Doesn’t it seem a bit natural that with 7+ billion humans now inhabiting this planet that a little extra co2 might be a good idea?

AndyG55
June 1, 2013 12:13 am

If the planet is going to feed the expect human population in the future, we MUST release the carbon from underground storage into the atmosphere WHERE IT BELONGS !!!

Baa Humbug
June 1, 2013 2:02 am

Amazing. Incredible. Groundbreaking.
Increase the food supply and the species that feed on it flourishes. I’m lost for words.

Matt
June 1, 2013 2:25 am

Photosynthesis, and a positive effect of more CO2 on plants is an invention of bad big oil. They, with all their money have even managed to get this into primary school all over the planet. Its definitively worse than we thought. Hopefully big government can save us….

johnmarshall
June 1, 2013 2:45 am

Not only is this CO2 increase good for plant increased growth but extra CO2 reduces the plant’s water requirement. this is why arid regions are getting greener not extra precipitation extra CO2.
Farming under glass is made more profitable by increasing the greenhouse atmospheric CO2 up to near 2000ppmv.
So a closed cycle would be– biowaste fermented to produce methane, this burnt to produce heat for the greenhouse and the exhaust piped in as well to supply the extra CO2. this produces more biowaste etc. etc. etc. You get the idea.

June 1, 2013 4:56 am

johnmarshall says:
June 1, 2013 at 2:45 am
Not only is this CO2 increase good for plant increased growth but extra CO2 reduces the plant’s water requirement. this is why arid regions are getting greener not extra precipitation extra CO2.

Not true for every molecule of CO2 one molecule of H2O (net) is needed:
6 CO2 + 12 H2O + photons → C6H12O6 + 6 O2 + 6 H2O
The point made in the paper is that it is the warm, arid regions which are getting greener which means that it’s the C4 and CAM plants that are benefiting. So it’s not food crops in the main which are increasing nor trees.

Otis
June 1, 2013 8:35 am

At some point vegetation, on a global average basis, will grow faster than it decomposes. Maybe that is where coal comes from; in the past, when CO2 was at much higher levels, plants debris accumulated, depleting the atmosphere of CO2.

beng
June 1, 2013 9:40 am

***
Phil. says:
June 1, 2013 at 4:56 am
The point made in the paper is that it is the warm, arid regions which are getting greener which means that it’s the C4 and CAM plants that are benefiting. So it’s not food crops in the main which are increasing nor trees.
***
Huh? True, perhaps the moisture-marginal areas benefit the most, but there’s a vast amount of empirical data showing the benefits of more CO2. C3,C4 and CAM plants that grow in all types of environments from wet to dry. And most mid-range-moisture environments experience dry periods. Greenhouses pumping in 1000/1500 ppm CO2 only grow warm, arid-region species?

Lars P.
June 1, 2013 9:59 am

Bill Illis says:
May 31, 2013 at 3:50 pm
So far, the impact of increased CO2 is the following:
– some tiny warming that one can’t actually notice;
– a small decrease in Arctic sea ice in August and September; and,
– an 11% increase in the productivity of the biome since 1982 including a greening up of desert regions !
________________
**List of tasks**
1. In the comment thread on CO2 and plant growth, list each impact of increased CO2 that Bill Illis is quoted as naming.
2. Extend the comment thread on CO2 and plant growth from where it stops.
The material that follows comes from a separate source unrelated to the comment thread.

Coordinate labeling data
________________
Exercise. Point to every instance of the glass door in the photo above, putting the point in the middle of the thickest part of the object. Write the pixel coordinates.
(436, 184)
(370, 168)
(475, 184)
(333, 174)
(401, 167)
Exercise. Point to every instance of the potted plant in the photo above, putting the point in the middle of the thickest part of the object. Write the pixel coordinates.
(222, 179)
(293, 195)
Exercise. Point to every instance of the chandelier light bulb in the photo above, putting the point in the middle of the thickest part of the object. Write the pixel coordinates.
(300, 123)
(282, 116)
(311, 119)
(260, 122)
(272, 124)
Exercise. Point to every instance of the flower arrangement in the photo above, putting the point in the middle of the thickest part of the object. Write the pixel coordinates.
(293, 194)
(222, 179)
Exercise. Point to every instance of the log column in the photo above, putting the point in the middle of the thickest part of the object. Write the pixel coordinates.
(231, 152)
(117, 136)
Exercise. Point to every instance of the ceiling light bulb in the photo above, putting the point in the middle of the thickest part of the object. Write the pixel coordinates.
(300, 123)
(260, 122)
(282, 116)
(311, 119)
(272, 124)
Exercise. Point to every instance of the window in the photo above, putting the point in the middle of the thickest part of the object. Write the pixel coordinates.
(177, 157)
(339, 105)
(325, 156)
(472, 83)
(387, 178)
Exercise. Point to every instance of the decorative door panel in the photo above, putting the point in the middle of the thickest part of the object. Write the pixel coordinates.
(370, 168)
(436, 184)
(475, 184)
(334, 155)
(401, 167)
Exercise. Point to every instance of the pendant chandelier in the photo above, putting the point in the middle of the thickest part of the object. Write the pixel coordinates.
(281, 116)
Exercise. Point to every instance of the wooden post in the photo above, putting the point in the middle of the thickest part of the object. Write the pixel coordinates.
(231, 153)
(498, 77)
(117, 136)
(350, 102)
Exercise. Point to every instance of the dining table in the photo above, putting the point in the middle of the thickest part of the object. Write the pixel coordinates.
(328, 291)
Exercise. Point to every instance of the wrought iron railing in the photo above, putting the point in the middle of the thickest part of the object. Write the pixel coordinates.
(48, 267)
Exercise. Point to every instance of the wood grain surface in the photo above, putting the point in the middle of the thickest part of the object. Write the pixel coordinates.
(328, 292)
________________
**The results**
1.
- Some tiny warming that one can't actually notice
- A small decrease in Arctic sea ice in August and September
- An 11% increase in the productivity of the biome since 1982, including a greening up of desert regions

2.
I’m sorry, I don’t see how one could conclude anything except the increased CO2 is very beneficial; not just for mankind but for the animals as well and especially for C3 vegetation, which doesn’t get to speak for itself.

Bill, thinking in agricultural productivity, as Freeman Dyson said : at least 15% of our food is due to the increase in CO2.
For 7 billion humans that is food for 1 billion!
The 350 crowd would like to reverse the process and reduce food production by a respective amount? Sometimes I ask myself if they are really aware of what they stand for?
This is a nice simple photo:
http://www.plantsneedco2.org/html/PlantPPM2.jpg
CO2science.org had a very nice database with plants, hundreads of studies organised per alphabet letters, but seems to be offline at the moment.

Chris Schoneveld
June 1, 2013 12:07 pm

Wouldn’t one expect also an increase in atmospheric oxygen? After all that’s what plants emit in the process.

Werner Brozek
June 1, 2013 2:33 pm

Chris Schoneveld says:
June 1, 2013 at 12:07 pm
Wouldn’t one expect also an increase in atmospheric oxygen? After all that’s what plants emit in the process.
The problem is that this is not the only thing that is happening. By burning fossil fuels, we use up far more O2 than the extra O2 that plants produce. But the total amounts are totally insignificant anyway. If CO2 goes up from 0.03% to 0.04% and oxygen goes down from 20.96% to 20.95%, who cares? (It is not quite this simple, but close enough to give the relative importance of oxygen change.)

Dr. Lurtz
June 1, 2013 3:54 pm

Shouldn’t we have a CO2 model first??
/sarc

Chris Schoneveld
June 2, 2013 12:17 am

Thanks Werner, that makes a lot of sense. i couldn’t be bothered doing the sums but the “sequestering” (ha ha) of oxygen by the burning of fossil fuels would indeed far outway the extra oxygen produced by the increase of greenery.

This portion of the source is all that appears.